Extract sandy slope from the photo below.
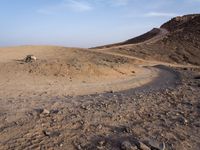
[0,46,159,97]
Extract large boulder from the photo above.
[24,55,37,63]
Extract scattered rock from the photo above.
[121,141,138,150]
[148,140,165,150]
[43,130,60,137]
[139,142,151,150]
[42,109,50,115]
[24,55,37,63]
[97,141,105,150]
[178,117,188,125]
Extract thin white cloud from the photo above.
[37,0,93,15]
[111,0,130,6]
[144,12,179,17]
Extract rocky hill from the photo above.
[94,14,200,65]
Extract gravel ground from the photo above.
[0,66,200,150]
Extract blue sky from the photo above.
[0,0,200,47]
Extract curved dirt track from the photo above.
[0,45,199,150]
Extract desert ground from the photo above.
[0,15,200,150]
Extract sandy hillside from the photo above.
[95,14,200,65]
[0,15,200,150]
[0,46,157,97]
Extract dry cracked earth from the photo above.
[0,66,200,150]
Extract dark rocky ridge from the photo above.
[93,14,200,65]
•••
Directions -> Please copy out the lines of the records word for word, starting at the line that contains "Extract blue sky from the photo above." and ending at the last line of the records.

Right answer ->
Extract blue sky from the photo above.
[0,0,200,47]
Extract curved dirt track from the photo above.
[0,45,199,150]
Extract desert ground from the photo above.
[0,15,200,150]
Extract sandy hillside from the photo above.
[95,14,200,65]
[0,15,200,150]
[0,46,157,97]
Extract dry cracked earth from the photo above.
[0,66,200,150]
Extract dark rocky ridge from the photo above.
[93,14,200,65]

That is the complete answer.